__EXERCISE TEXT__
=== Section Start ===
A tourist attraction for over 350 years, the history of Poole’s Cavern goes back much further. A two million year old, natural limestone cave is a site of special scientific interest. The name is quite recent in its long history of human use. A 15th century outlaw, John Poole, used the cave as his lair and base from where he robbed people in the surrounding area. This was believed to be an urban legend for many years, although a stash of coins from the 14th century were relatively recently discovered there, so there may be some truth after all.
Flint and stone fragments provide evidence of human use since the Neolithic age and artefacts from the early bronze age have been discovered. It’s possible that the cavern was used as a trading site, as Neolithic stone axes from as far away as Cumbria and Cornwall have been unearthed around the area. Above the cave are the remains of a barrow grave, the bones and other artefacts suggest it’s an early bronze age burial.
Some interpretation of archeological findings are that the cavern was used for religious purposes by the Romans. Other suggestions are that it was a metal working site.
There have been tourists visiting the cavern since the 16th century. Mary Queen of Scots is rumoured to have visited in 1582. Personally, I think that’s unlikely as she was a prisoner at the time and the cavern would be quite a long trek by horseback from where she was being kept. It wasn’t until the mid 1800s that the Poole’s Cavern was officially opened up as a show cave.
=== Section End ===
Referring expression data
=== Section Start ===
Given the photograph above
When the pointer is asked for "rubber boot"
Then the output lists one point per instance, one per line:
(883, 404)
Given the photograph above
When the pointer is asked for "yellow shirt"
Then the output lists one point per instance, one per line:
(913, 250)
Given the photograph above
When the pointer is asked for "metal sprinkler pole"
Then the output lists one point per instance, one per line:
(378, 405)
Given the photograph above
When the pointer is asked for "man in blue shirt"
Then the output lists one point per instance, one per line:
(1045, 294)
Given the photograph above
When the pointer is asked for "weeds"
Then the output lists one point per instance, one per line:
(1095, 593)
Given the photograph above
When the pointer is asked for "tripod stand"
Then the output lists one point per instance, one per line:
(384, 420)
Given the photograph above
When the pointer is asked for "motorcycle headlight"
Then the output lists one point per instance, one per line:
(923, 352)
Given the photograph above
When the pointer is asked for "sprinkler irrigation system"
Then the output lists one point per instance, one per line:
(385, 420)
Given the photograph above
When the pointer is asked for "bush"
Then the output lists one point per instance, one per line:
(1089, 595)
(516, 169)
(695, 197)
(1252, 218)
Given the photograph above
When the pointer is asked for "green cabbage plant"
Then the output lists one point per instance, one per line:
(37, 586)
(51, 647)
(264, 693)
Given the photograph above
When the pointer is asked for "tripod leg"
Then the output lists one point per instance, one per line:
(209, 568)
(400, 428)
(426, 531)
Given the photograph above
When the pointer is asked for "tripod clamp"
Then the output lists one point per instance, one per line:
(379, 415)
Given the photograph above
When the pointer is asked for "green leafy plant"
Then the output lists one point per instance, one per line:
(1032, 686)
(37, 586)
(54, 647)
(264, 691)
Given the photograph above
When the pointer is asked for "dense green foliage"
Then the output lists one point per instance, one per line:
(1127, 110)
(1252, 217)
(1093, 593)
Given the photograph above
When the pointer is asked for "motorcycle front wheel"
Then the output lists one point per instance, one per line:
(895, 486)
=== Section End ===
__ACTIVITY__
Copy out the entire Poole's Cavern text from above, word for word.

__EXERCISE OUTPUT__
A tourist attraction for over 350 years, the history of Poole’s Cavern goes back much further. A two million year old, natural limestone cave is a site of special scientific interest. The name is quite recent in its long history of human use. A 15th century outlaw, John Poole, used the cave as his lair and base from where he robbed people in the surrounding area. This was believed to be an urban legend for many years, although a stash of coins from the 14th century were relatively recently discovered there, so there may be some truth after all.
Flint and stone fragments provide evidence of human use since the Neolithic age and artefacts from the early bronze age have been discovered. It’s possible that the cavern was used as a trading site, as Neolithic stone axes from as far away as Cumbria and Cornwall have been unearthed around the area. Above the cave are the remains of a barrow grave, the bones and other artefacts suggest it’s an early bronze age burial.
Some interpretation of archeological findings are that the cavern was used for religious purposes by the Romans. Other suggestions are that it was a metal working site.
There have been tourists visiting the cavern since the 16th century. Mary Queen of Scots is rumoured to have visited in 1582. Personally, I think that’s unlikely as she was a prisoner at the time and the cavern would be quite a long trek by horseback from where she was being kept. It wasn’t until the mid 1800s that the Poole’s Cavern was officially opened up as a show cave.